%%

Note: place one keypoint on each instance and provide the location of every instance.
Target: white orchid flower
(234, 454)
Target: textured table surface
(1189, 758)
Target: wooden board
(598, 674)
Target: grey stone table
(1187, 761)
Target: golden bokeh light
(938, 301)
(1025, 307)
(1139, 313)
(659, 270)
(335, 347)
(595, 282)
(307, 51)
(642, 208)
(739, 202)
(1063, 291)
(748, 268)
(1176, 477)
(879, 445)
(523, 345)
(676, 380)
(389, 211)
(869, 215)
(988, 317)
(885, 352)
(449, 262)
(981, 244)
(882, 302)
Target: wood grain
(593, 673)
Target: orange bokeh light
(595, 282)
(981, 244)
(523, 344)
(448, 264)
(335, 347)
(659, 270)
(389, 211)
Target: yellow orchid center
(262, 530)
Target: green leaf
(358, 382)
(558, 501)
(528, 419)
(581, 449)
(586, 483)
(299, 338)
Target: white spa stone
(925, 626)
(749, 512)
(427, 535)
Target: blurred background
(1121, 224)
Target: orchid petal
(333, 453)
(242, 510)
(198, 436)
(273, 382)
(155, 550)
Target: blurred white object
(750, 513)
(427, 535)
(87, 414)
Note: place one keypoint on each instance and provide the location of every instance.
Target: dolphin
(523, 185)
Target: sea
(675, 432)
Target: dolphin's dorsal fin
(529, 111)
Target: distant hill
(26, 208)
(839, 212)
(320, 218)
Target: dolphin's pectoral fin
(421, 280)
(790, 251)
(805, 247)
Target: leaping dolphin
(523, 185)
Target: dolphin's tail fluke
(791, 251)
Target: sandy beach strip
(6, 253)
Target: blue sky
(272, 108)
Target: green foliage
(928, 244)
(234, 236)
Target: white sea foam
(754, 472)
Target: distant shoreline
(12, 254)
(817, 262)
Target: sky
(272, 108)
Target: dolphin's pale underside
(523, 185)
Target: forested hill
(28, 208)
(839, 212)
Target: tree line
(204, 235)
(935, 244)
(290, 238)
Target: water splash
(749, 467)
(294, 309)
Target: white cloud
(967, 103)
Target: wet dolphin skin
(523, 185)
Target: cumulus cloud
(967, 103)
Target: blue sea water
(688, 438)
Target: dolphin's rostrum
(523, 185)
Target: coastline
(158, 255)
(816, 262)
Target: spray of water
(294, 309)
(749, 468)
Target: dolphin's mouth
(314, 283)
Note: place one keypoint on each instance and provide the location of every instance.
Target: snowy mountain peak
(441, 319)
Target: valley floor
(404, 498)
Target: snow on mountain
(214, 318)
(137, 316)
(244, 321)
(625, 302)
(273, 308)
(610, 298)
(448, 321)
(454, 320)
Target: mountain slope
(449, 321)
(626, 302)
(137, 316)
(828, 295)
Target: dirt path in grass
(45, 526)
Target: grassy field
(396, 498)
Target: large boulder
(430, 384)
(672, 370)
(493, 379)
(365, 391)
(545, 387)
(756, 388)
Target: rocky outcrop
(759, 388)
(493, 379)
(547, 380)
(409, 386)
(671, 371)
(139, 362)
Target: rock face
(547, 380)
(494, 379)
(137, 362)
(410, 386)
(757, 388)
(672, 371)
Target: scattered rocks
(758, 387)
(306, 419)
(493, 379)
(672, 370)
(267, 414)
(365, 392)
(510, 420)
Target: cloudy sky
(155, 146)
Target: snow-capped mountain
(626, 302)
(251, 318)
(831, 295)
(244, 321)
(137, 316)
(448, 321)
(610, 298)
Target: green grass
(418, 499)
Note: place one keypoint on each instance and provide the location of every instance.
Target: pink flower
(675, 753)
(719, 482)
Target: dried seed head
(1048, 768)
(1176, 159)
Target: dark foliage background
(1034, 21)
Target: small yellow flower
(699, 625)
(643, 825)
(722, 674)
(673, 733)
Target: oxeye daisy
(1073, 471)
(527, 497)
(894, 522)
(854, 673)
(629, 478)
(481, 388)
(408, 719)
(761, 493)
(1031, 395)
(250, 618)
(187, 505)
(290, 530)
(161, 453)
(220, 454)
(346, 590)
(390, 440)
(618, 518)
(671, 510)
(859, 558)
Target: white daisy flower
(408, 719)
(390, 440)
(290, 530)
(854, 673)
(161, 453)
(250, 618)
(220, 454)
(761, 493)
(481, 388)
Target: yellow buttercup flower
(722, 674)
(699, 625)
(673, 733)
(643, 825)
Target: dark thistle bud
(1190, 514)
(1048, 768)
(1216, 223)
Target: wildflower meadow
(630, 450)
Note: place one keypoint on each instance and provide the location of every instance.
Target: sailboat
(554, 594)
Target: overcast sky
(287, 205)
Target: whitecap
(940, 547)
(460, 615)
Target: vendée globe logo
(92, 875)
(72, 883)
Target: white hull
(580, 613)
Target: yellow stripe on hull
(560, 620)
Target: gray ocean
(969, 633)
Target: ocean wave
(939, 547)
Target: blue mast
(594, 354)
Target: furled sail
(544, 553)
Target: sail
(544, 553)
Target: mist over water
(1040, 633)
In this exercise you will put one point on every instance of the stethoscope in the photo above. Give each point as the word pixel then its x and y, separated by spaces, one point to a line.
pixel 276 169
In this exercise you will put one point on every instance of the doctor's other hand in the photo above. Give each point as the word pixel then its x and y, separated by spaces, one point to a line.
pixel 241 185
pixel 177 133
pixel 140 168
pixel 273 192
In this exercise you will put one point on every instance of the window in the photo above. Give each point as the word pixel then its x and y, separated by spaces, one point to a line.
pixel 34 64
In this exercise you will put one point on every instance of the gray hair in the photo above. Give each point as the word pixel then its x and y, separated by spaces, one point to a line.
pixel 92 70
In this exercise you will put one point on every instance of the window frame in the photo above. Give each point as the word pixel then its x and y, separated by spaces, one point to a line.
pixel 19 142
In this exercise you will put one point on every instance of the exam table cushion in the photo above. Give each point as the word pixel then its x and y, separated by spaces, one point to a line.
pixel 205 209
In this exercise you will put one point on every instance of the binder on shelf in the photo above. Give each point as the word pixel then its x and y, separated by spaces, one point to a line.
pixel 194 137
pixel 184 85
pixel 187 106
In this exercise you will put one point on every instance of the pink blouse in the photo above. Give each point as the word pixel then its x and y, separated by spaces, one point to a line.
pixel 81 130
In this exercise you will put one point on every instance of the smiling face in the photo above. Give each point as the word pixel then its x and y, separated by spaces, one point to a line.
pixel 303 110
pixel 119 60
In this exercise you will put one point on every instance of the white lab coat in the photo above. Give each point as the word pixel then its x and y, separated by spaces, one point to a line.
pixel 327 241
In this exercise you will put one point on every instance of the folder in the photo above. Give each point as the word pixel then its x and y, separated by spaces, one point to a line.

%%

**Requirement:** Copy the stretch of rows above word for word, from the line containing "Target: dark thistle bud" through the line containing "pixel 205 209".

**Written solution:**
Target: dark thistle bud
(1190, 514)
(1048, 768)
(1216, 223)
Target: wildflower meadow
(630, 450)
Note: place one keypoint on each instance and provide the location of every instance.
Target: sailboat
(554, 594)
Target: overcast sky
(287, 205)
Target: whitecap
(940, 547)
(460, 615)
Target: vendée globe logo
(92, 875)
(72, 883)
Target: white hull
(580, 613)
Target: yellow stripe on hull
(560, 620)
Target: gray ocean
(969, 633)
Target: ocean wave
(939, 547)
Target: blue mast
(594, 354)
Target: furled sail
(544, 553)
Target: sail
(544, 553)
Target: mist over water
(1040, 633)
In this exercise you will put one point on every instance of the stethoscope in the photo above. Give each point as the word pixel then its x and y, separated by spaces, one point to a line.
pixel 276 169
In this exercise you will put one point on every instance of the doctor's other hand in the photo above. Give each point as the word pixel then its x and y, separated by spaces, one point to a line.
pixel 241 185
pixel 177 133
pixel 140 168
pixel 273 192
In this exercise you will put one point on every instance of the window in the photo above. Give each point as the word pixel then its x and y, separated by spaces, one point to a line.
pixel 34 64
In this exercise you will put one point on every instance of the gray hair in the photo above. Give each point as the word pixel then its x and y, separated by spaces, one point to a line.
pixel 92 70
In this exercise you will put one point on every instance of the window frame in the photo above. Give each point as the word pixel then its x and y, separated by spaces, one point to a line.
pixel 19 142
In this exercise you will put one point on every instance of the exam table cushion in the photo above. Give each point as the word pixel then its x and y, separated by spaces, one point to a line.
pixel 205 209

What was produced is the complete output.